**Requirements**. List every line in the records below that contains the string "brick", matching case exactly.

**Entries provided**.

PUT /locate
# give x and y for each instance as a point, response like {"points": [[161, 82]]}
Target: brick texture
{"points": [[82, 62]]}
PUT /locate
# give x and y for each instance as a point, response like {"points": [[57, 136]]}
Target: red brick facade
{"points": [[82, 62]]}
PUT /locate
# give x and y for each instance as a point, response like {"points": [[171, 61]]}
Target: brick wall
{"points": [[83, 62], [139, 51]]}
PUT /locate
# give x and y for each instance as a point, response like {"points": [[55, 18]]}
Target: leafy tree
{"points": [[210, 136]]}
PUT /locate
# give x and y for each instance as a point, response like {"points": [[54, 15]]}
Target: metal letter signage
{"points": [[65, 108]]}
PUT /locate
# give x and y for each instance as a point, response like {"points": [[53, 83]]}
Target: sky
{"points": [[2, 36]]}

==

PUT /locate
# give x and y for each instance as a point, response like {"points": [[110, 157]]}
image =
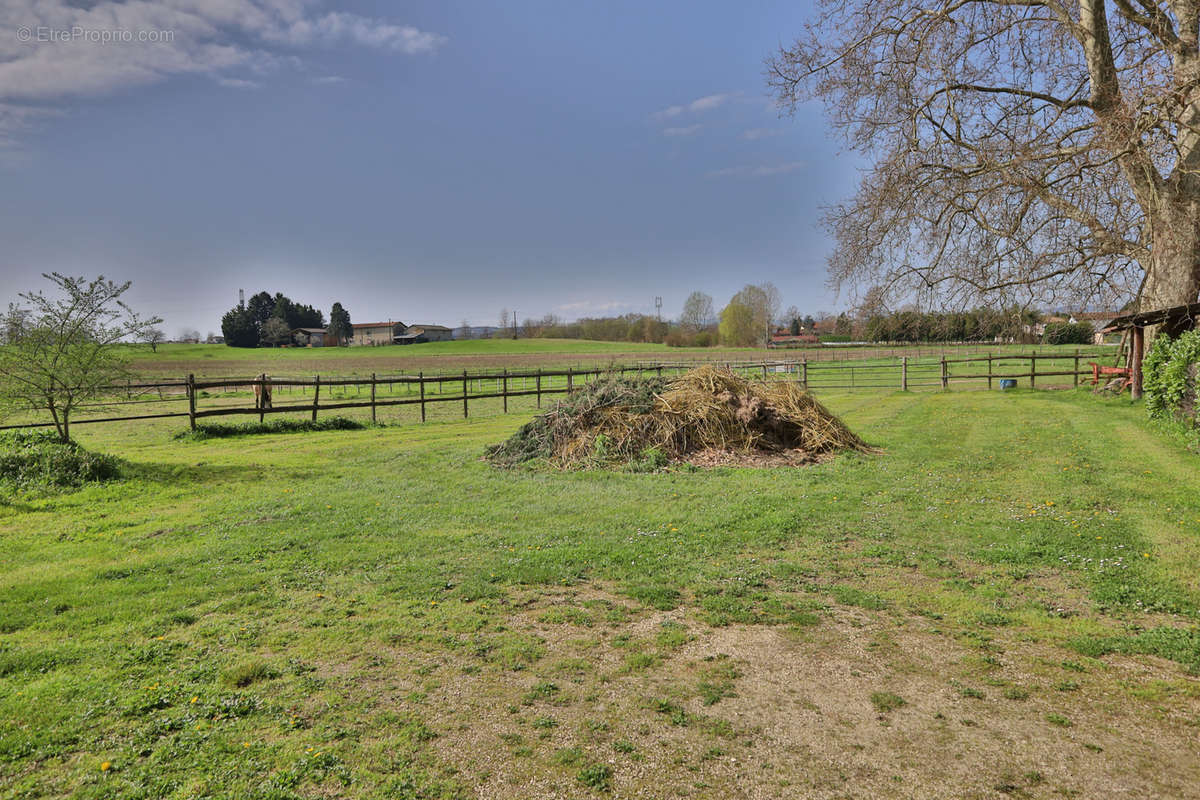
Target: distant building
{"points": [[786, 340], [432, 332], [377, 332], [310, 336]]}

**Written solution**.
Target: brick texture
Target: red brick facade
Target: brick wall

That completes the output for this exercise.